> **Work order 1**:
Condense the paragraph of the recital article that begins "To promote Casa Ricordi's publication" into a short bulleted list that keeps its main facts.
> **Work order 2**:
Output, without alteration, the part of the recital article that opens with the words containing "To promote Casa" and closes with "to Teresa Berganza.".

There are more songs by Braga that I would like to hear, especially his Cancioneiro Gaúcho (Cowboy Songs). I hope Chrystal will perform them in a future concert.

The last set of songs featured music by two Black women composers and closed with Chrystal's signature Ride On, King Jesus, set by Hall Johnson (1888-1970).

Chrystal has said “Spirituals are some of my favorite music. I find such freedom and joy in them.” First was You Can Tell the World by Margaret Bonds (1913-1972). Many of her compositions showcase her command of the piano. There are leaps and hand stretches that rival solo piano work with vocal lines that drew the audience into quiet hand-clapping. This was followed by Rev. Dr. Lena J. McLin's (b.1928) Don't You Let Nobody Turn You Round. The sense of urgency and grandeur she created with running notes was offset by piano chords brilliantly performed. Chrystal: “I love her play with rhythm. I hope it touches the core of your being.”

We were all enthralled by this set that ended with Ride On, King Jesus, followed by an encore, Summertime by George Gershwin that also soothed our soul with her rich, mezzo-soprano voice.

From the beginning Chrystal's recitals have been fundraisers for a scholarship for recent high school seniors who are pursuing a college degree in the arts. For 2022, Aniyah Ricks was the scholarship recipient and Dakota Smith received the Encouragement Award.


The Mystery of Three (?) Brazilian Composers Named Braga
By John Campbell

Researching Ernani Braga (1888-1948) was a challenge. Fortunately Chrystal Williams had discovered an Ernani Braga song on YouTube and went directly to the internet and discovered Sergio Anderson de Maura Miranda's thesis written in 2010. Researching our in-house reference books and CD booklets which date from the late 20th century led to confusion until we finally found Miranda's thesis (https://commons.und.edu/cgi/viewcontent.cgi?article=1952&context=theses).

To promote Casa Ricordi's publication of Braga's Cinco Canções Nordestinas do Folclore Brasileiro (Five Northeastern Brazilian Folk Songs) the songs were first presented on July 1, 1942 in Buenos Aires with Braga at the piano accompanying mezzo-soprano Clara Souviron. The great Brazilian mezzo-soprano and Metropolitan Opera star Bidú Sayao (b. Rio, 1902; d. Maine, 1999) recorded them on June 2, 1947 and made his songs known throughout the world in her recitals. Her CD booklet is correct for his name but not for his birth (born 1888 not 1898). To ensure the performance of Braga's songs into the future, Sayao handed his music over to Teresa Berganza.

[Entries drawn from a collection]
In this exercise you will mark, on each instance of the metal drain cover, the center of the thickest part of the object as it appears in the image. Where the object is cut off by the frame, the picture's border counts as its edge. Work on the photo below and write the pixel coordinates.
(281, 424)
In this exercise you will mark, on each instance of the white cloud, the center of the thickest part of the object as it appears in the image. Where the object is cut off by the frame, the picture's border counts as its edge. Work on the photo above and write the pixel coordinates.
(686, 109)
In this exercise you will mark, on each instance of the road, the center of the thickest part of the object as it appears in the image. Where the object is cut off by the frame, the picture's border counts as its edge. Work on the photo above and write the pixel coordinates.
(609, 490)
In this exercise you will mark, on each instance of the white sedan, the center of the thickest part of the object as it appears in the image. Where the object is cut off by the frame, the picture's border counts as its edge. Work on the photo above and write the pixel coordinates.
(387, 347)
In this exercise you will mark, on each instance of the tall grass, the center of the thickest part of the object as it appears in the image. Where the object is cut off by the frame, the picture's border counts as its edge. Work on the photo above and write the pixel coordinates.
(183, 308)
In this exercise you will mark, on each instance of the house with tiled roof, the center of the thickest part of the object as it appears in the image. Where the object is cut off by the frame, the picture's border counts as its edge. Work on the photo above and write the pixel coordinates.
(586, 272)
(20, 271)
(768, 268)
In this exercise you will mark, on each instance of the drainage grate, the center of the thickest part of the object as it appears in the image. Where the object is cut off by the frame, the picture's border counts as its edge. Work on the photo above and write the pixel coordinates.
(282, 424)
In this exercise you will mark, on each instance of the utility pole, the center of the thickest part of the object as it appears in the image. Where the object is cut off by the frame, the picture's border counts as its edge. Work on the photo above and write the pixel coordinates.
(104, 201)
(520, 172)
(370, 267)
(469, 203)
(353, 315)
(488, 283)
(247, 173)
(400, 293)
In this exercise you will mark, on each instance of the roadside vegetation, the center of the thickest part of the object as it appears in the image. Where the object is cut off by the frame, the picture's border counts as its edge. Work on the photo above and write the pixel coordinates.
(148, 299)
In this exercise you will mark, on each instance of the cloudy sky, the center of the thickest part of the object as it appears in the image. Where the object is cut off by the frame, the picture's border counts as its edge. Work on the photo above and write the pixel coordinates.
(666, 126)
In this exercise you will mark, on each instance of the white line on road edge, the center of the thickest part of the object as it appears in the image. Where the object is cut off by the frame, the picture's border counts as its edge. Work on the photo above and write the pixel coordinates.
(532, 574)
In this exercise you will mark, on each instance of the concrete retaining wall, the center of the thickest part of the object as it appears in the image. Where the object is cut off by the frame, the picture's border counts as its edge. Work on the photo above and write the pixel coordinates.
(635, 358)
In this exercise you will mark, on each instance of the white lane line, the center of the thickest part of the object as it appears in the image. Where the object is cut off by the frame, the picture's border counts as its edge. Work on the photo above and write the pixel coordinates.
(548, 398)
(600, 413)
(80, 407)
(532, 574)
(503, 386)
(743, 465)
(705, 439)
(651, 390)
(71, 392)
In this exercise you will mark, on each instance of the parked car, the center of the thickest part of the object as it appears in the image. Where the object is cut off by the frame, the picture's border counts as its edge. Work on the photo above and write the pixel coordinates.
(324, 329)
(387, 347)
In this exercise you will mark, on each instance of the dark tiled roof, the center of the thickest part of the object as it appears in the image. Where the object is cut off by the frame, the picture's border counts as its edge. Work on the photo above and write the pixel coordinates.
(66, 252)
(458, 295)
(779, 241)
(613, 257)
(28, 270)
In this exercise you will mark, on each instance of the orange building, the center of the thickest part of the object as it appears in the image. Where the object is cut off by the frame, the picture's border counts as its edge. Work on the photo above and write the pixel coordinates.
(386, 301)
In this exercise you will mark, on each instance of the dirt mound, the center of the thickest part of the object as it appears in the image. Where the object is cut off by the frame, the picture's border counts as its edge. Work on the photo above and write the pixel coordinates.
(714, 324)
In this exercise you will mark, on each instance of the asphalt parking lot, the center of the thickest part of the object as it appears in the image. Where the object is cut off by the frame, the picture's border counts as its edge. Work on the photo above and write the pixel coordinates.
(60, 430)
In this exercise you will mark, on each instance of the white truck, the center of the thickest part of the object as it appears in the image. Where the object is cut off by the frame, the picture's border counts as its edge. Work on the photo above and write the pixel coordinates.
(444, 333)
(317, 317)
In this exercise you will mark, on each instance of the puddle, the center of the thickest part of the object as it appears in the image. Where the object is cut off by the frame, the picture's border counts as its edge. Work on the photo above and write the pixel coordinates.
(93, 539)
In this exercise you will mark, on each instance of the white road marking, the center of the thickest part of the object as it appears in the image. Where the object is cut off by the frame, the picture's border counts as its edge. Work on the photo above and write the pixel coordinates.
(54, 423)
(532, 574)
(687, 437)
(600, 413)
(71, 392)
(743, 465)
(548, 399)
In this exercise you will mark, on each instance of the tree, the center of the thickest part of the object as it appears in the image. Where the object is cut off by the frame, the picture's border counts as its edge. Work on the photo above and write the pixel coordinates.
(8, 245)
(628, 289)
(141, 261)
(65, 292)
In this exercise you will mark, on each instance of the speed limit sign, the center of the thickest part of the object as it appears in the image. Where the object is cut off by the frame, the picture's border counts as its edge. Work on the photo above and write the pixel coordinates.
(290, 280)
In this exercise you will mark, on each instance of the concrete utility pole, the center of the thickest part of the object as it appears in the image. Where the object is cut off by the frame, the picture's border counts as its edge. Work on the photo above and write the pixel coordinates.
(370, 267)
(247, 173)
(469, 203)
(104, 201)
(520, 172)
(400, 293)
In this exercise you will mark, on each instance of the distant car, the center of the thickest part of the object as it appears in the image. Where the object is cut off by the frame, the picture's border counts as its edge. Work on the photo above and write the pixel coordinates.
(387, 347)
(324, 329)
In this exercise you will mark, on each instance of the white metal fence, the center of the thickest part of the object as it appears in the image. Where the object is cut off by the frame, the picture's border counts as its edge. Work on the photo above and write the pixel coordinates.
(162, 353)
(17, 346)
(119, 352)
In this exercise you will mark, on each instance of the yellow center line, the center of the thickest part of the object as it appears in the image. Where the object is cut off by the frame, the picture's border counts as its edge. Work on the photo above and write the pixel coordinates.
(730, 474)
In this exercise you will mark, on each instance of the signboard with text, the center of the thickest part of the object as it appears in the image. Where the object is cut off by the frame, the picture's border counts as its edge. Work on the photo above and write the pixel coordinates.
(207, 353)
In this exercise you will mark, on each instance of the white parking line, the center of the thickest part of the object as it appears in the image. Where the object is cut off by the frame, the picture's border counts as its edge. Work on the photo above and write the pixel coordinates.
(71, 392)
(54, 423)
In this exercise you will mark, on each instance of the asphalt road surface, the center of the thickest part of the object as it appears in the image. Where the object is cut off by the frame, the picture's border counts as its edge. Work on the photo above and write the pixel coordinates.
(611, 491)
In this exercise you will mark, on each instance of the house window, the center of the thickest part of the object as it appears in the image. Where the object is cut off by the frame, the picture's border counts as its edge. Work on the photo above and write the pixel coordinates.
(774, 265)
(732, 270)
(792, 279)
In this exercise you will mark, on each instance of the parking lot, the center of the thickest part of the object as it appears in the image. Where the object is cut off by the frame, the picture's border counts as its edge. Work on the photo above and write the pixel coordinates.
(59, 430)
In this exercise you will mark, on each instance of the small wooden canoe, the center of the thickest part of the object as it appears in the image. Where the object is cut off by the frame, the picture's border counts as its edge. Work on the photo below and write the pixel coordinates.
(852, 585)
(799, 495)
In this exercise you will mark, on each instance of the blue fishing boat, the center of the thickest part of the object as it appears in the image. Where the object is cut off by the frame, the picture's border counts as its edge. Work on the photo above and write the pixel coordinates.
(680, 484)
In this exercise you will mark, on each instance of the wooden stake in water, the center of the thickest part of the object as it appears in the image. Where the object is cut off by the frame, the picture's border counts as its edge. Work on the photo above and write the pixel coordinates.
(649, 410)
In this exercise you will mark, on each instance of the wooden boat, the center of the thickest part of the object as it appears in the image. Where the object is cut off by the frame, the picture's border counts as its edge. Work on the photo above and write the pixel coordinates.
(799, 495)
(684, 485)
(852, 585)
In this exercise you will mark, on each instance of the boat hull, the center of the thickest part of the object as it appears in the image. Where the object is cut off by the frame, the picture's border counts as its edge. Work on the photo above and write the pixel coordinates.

> **Your response 1**:
- To promote Casa Ricordi's publication of Braga's Cinco Canções Nordestinas do Folclore Brasileiro (Five Northeastern Brazilian Folk Songs), the songs were first presented on July 1, 1942, in Buenos Aires, with Braga at the piano accompanying mezzo-soprano Clara Souviron.
- Brazilian mezzo-soprano and Metropolitan Opera star Bidú Sayao recorded them on June 2, 1947, and made his songs known throughout the world in her recitals.
- Her CD booklet gives his name correctly but gives his birth year as 1898 instead of 1888.
- To ensure future performances of Braga's songs, Sayao handed his music over to Teresa Berganza.

> **Your response 2**:
To promote Casa Ricordi's publication of Braga's Cinco Canções Nordestinas do Folclore Brasileiro (Five Northeastern Brazilian Folk Songs) the songs were first presented on July 1, 1942 in Buenos Aires with Braga at the piano accompanying mezzo-soprano Clara Souviron. The great Brazilian mezzo-soprano and Metropolitan Opera star Bidú Sayao (b. Rio, 1902; d. Maine, 1999) recorded them on June 2, 1947 and made his songs known throughout the world in her recitals. Her CD booklet is correct for his name but not for his birth (born 1888 not 1898). To ensure the performance of Braga's songs into the future, Sayao handed his music over to Teresa Berganza.